#### WORK REQUIRED
Your copy should hold only the lines from the one containing "blue hot rod roadster" through the final line of the entries, exactly as written, with no pictures.

#### RECORD SET
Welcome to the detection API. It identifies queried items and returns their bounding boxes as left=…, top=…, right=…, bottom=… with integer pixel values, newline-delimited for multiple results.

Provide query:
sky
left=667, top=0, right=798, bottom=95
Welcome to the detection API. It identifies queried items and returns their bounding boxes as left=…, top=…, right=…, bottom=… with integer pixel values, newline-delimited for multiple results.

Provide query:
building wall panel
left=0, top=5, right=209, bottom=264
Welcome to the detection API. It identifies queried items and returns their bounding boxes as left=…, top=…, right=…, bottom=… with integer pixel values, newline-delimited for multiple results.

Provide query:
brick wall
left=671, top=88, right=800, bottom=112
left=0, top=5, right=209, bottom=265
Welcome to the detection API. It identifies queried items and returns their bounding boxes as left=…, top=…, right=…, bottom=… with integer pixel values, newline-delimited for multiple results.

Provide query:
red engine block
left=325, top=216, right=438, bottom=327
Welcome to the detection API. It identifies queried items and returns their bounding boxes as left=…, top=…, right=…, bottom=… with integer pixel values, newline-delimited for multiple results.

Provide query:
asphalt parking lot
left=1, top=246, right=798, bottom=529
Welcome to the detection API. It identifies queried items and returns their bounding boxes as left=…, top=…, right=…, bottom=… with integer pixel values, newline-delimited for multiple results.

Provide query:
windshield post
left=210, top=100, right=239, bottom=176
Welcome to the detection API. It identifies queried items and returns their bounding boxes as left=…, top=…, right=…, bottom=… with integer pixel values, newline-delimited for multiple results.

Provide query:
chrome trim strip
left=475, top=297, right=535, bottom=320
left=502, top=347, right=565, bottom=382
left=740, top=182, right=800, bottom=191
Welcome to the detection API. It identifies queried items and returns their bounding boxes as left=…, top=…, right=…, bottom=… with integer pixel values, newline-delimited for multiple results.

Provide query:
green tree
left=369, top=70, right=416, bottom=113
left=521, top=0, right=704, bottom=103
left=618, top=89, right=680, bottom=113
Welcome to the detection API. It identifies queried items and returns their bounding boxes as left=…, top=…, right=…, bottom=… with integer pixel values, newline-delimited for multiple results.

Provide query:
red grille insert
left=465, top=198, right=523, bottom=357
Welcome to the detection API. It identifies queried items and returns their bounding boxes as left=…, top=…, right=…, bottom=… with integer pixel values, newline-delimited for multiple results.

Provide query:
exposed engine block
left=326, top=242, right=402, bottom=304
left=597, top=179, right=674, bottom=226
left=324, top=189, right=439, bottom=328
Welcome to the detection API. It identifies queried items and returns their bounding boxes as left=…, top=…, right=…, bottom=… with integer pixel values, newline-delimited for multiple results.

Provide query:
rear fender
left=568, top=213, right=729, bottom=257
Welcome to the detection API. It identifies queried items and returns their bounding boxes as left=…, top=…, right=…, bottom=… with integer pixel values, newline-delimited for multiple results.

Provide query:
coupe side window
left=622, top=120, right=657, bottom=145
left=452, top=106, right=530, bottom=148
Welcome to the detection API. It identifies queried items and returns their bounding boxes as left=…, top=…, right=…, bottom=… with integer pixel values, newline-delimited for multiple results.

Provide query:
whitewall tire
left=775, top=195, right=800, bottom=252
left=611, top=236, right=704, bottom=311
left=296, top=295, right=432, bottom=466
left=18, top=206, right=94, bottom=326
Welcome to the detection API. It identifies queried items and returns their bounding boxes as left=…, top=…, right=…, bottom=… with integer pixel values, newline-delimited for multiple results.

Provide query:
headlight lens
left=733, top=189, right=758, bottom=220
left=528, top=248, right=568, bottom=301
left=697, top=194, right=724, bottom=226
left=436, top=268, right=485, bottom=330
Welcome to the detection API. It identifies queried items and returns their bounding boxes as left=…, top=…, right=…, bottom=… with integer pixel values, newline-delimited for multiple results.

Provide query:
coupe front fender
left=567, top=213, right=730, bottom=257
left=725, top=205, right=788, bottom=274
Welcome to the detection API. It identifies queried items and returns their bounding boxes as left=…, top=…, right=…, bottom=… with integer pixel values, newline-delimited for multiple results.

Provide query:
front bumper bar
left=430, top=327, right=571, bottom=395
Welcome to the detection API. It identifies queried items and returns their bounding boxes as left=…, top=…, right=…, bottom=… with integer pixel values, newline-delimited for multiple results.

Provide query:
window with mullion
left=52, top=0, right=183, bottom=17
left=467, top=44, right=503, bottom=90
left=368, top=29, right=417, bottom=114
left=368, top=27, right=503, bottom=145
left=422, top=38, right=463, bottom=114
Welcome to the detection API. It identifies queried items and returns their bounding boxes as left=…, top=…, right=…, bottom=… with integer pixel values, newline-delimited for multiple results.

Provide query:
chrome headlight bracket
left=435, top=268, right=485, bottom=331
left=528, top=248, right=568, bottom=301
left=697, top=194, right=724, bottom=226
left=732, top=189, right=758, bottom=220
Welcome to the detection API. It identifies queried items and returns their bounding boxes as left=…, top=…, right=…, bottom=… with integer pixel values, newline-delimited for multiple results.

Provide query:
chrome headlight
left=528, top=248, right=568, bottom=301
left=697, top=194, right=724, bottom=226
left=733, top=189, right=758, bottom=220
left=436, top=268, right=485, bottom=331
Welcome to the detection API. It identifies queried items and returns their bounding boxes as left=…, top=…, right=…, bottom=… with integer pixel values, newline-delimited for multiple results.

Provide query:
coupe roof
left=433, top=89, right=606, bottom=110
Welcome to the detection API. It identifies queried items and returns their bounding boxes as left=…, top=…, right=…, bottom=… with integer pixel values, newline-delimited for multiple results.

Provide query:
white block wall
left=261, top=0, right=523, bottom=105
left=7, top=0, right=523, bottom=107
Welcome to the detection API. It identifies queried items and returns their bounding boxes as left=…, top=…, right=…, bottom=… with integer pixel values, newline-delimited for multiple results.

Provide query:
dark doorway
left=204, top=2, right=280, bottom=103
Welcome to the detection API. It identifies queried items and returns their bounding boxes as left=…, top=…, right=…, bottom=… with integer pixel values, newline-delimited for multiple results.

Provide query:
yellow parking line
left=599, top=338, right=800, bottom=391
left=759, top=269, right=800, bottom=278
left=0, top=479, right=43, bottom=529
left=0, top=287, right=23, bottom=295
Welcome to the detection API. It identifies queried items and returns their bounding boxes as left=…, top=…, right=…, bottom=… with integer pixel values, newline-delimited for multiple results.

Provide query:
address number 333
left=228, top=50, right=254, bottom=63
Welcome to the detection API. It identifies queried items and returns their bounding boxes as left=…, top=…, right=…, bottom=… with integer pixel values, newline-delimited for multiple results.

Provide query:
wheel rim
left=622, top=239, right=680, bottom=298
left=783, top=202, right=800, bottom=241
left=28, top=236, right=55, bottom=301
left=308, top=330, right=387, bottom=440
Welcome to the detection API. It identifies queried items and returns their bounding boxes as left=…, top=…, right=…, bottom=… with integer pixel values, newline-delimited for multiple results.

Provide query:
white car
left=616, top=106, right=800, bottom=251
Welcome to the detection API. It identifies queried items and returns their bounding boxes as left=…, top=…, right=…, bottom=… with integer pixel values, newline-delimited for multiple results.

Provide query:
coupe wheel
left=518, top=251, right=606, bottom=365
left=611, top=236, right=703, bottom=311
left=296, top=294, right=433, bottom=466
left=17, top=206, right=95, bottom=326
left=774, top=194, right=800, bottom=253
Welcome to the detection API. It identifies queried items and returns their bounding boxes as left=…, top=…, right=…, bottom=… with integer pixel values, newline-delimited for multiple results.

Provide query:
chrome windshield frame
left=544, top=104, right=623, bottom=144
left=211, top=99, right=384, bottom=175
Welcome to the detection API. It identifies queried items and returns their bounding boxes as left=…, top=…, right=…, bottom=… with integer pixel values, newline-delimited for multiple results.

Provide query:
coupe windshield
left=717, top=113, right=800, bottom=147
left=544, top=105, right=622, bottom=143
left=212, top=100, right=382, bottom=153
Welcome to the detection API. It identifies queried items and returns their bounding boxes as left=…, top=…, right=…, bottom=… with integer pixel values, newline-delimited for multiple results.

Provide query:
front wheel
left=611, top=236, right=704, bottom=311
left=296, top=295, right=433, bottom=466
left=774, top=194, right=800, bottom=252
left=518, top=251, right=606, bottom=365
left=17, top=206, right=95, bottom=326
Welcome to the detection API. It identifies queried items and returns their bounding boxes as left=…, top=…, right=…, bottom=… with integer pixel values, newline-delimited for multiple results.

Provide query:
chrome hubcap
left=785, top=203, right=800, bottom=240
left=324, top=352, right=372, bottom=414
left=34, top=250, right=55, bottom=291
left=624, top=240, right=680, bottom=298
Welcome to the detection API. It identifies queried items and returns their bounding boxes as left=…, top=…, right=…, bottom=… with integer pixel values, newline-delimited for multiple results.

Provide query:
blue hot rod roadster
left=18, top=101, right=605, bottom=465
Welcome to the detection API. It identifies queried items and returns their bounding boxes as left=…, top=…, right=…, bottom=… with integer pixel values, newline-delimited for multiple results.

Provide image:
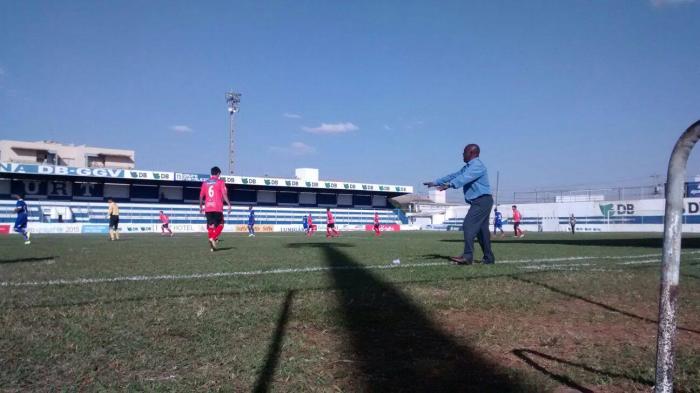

#### SOLUTION FOR THIS TASK
blue hot rod roadster
left=18, top=101, right=605, bottom=465
Welcome to the detection API. It identifies queried items and returns their bounding boxes as left=…, top=…, right=…, bottom=… with integer pixel values, newline-delimited for multiple results.

Provide image:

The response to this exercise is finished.